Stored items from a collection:
....

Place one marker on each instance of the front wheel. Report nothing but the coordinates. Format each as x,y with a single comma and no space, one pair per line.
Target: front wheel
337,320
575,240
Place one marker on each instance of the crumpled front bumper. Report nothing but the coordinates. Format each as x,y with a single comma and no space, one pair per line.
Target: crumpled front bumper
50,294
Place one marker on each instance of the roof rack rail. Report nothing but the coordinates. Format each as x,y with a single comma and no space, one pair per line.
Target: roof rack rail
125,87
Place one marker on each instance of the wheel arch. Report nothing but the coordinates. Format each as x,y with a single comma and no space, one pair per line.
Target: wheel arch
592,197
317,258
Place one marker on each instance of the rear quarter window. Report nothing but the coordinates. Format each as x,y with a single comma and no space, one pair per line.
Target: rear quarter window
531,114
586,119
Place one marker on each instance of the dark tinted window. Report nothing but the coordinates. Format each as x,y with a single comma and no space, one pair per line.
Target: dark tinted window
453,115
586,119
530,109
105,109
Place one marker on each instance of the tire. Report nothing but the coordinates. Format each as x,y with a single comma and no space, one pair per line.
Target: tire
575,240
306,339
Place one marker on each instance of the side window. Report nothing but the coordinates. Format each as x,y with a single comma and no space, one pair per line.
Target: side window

....

- _What the exercise asks_
Copy out every line of the data that includes "side".

- _Task result_
Place one marker on each instance of the side window. Report nothing but the coordinates. Format each as x,y with a single comma and no space, one pair per line.
Target: side window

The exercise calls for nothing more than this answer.